Understanding the DSSHA1 Synthesizable SHA-1 Coprocessor

Abstract: Challenge-and-response authentication requires a MAC originator and a MAC recipient to compute a message authentication code based on a hidden secret and public data. The originator is typically a SHA-1 authenticator or a protected memory with SHA-1 engine. The MAC recipient is the application's host processor. This application note describes the DSSHA1 synthesizable SHA-1 coprocessor, which can be implemented in an application-specific integrated circuit (ASIC) or field-programmable gate array (FPGA) as alternative to the DS2460 SHA-1 coprocessor or a microprocessor-based implementation.


Challenge-and-response authentication is based on the computation of message authentication codes (MACs). The method involves two entities, the MAC originator and MAC recipient, which share a hidden secret. To prove the authenticity of the MAC originator, the MAC recipient generates a random number and sends it as a challenge to the originator. The MAC originator must then compute a new MAC based on the secret, message, and challenge and send it back to the recipient. If the originator proves capable of generating a valid MAC for any challenge, it is very certain that it knows the secret and therefore can be considered authentic. A thoroughly scrutinized and internationally certified algorithm to compute message authentication codes is SHA-1, which was developed by the National Institute of Standards and Technology (NIST).
Maxim manufactures a series of authentication devices that employ the SHA-1 algorithm. Tutorial 3675, "Protecting the R&D Investment with Secure Authentication," explains the Maxim authentication solution in the form of secure memories and the DS2460 SHA-1 coprocessor. The DSSHA1 memory-mapped SHA-1 coprocessor allows the computational capabilities of the DS2460 to be implemented in an application-specific integrated circuit (ASIC) or field-programmable gate array (FPGA), eliminating the need to develop software to perform the complex SHA-1 computation. The MAC computed by the DSSHA1 or DS2460 applies only to Maxim SHA-1 devices.


The DSSHA1 is a synthesizable, memory-mapped SHA-1 coprocessor that includes a 64-byte general-purpose RAM that stores the 64-byte message. The input message is used to compute the SHA-1 MAC. The DSSHA1 input and output port signals are designed to internally connect to a 32-bit bus. By a positive comparison result, authentication security is achieved between a host system and slave accessories.

--

> _Exercise A_:
From the records below, gather every line that contains the string "positive".

> _Provided information_:
--

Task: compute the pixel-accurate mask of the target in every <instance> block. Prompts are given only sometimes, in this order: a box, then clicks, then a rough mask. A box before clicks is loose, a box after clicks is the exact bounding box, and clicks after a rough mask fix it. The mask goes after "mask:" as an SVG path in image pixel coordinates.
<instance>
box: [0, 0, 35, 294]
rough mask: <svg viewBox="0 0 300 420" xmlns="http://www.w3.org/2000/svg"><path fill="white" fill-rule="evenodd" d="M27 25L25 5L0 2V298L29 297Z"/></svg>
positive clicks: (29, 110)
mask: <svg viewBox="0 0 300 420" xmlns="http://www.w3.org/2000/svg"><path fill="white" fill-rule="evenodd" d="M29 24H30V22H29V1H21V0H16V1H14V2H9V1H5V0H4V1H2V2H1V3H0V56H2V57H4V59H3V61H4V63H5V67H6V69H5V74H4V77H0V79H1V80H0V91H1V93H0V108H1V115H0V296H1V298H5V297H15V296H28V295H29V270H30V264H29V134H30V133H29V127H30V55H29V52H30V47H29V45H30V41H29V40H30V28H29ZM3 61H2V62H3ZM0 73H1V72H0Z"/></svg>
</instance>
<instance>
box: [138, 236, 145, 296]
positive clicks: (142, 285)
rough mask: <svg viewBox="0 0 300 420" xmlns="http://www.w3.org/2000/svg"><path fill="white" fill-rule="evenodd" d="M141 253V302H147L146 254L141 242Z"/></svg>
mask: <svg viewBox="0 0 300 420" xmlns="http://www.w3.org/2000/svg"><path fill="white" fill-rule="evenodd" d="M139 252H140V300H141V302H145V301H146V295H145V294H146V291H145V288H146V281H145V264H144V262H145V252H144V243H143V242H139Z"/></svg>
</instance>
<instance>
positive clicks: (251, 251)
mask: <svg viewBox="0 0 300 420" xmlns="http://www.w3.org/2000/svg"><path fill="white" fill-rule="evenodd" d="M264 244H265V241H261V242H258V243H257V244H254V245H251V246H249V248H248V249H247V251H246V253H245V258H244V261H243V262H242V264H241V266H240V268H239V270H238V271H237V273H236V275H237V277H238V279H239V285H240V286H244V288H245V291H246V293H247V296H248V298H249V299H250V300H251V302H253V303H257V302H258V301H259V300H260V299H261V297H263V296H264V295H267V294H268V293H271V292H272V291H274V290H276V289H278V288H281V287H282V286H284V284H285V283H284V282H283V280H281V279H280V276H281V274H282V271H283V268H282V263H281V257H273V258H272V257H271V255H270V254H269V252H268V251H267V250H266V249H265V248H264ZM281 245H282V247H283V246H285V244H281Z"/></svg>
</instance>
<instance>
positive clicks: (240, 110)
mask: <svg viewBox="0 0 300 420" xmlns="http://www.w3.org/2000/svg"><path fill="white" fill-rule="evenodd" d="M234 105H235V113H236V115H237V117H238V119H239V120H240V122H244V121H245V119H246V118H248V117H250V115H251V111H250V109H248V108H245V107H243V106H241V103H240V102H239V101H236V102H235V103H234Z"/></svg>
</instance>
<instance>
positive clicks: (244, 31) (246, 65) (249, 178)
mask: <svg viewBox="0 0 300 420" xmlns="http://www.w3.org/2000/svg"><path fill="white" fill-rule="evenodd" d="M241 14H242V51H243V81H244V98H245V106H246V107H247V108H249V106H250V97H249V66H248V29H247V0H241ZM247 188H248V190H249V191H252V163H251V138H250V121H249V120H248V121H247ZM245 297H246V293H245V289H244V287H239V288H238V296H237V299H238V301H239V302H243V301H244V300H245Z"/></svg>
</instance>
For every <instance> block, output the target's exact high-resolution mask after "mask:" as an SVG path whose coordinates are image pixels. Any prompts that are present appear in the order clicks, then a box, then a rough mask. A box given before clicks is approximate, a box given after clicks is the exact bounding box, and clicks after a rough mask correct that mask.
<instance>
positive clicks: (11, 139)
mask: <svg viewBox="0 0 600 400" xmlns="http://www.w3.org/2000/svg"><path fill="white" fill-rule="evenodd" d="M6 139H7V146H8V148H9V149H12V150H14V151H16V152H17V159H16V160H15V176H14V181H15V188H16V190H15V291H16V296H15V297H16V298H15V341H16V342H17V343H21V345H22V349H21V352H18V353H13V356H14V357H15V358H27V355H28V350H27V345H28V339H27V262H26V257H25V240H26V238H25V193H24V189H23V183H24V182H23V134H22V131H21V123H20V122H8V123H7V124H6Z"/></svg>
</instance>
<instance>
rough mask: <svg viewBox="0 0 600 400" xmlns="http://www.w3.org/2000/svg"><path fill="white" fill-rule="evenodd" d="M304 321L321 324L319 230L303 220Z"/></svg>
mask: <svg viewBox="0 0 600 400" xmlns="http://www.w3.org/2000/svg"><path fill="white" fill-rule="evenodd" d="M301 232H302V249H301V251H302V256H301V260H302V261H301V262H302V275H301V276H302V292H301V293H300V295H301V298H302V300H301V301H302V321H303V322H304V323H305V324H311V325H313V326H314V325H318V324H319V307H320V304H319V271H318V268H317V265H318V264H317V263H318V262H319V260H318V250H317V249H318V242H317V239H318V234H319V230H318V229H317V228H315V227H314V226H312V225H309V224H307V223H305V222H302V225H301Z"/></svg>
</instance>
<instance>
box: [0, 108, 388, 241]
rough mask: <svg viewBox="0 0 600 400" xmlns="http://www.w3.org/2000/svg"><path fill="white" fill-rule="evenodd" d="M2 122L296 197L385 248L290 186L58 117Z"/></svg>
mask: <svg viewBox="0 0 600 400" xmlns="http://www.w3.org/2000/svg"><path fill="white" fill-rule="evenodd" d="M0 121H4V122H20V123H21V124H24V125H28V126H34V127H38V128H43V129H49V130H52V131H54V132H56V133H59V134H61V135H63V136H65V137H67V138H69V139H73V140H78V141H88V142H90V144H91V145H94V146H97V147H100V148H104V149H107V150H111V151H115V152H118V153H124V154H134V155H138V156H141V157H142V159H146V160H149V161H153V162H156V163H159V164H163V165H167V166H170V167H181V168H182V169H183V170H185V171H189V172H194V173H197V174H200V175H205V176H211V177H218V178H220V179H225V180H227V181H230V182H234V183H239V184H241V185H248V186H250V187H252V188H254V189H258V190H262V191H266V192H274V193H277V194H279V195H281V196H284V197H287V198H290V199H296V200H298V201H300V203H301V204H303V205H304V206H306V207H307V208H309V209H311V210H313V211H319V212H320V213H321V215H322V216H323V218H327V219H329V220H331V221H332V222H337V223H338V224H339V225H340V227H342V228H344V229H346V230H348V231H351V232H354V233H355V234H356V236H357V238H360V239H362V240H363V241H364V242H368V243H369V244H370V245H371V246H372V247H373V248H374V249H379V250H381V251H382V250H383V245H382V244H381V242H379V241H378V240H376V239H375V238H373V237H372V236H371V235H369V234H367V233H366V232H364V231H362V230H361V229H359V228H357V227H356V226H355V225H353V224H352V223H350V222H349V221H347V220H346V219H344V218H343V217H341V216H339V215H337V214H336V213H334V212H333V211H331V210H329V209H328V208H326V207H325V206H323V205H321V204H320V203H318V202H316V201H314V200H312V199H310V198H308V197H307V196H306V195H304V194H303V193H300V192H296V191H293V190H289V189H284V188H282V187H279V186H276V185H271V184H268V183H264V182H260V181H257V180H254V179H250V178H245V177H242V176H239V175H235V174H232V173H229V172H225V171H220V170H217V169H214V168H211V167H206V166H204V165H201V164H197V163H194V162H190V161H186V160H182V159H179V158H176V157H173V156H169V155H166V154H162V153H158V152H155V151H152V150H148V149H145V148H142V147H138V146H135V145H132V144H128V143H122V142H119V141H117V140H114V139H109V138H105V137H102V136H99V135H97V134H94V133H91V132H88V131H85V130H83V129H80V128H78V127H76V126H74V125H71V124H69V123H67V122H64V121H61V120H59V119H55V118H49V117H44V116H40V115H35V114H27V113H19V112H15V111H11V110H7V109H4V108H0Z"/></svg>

--

> _Exercise B_:
Reproduce everything in the SHA-1 coprocessor text above, from "Understanding the DSSHA1" down to "a microprocessor-based implementation.".

> _Final answer A_:
positive clicks: (29, 110)
positive clicks: (142, 285)
positive clicks: (251, 251)
positive clicks: (240, 110)
positive clicks: (244, 31) (246, 65) (249, 178)
positive clicks: (11, 139)

> _Final answer B_:
Understanding the DSSHA1 Synthesizable SHA-1 Coprocessor

Abstract: Challenge-and-response authentication requires a MAC originator and a MAC recipient to compute a message authentication code based on a hidden secret and public data. The originator is typically a SHA-1 authenticator or a protected memory with SHA-1 engine. The MAC recipient is the application's host processor. This application note describes the DSSHA1 synthesizable SHA-1 coprocessor, which can be implemented in an application-specific integrated circuit (ASIC) or field-programmable gate array (FPGA) as alternative to the DS2460 SHA-1 coprocessor or a microprocessor-based implementation.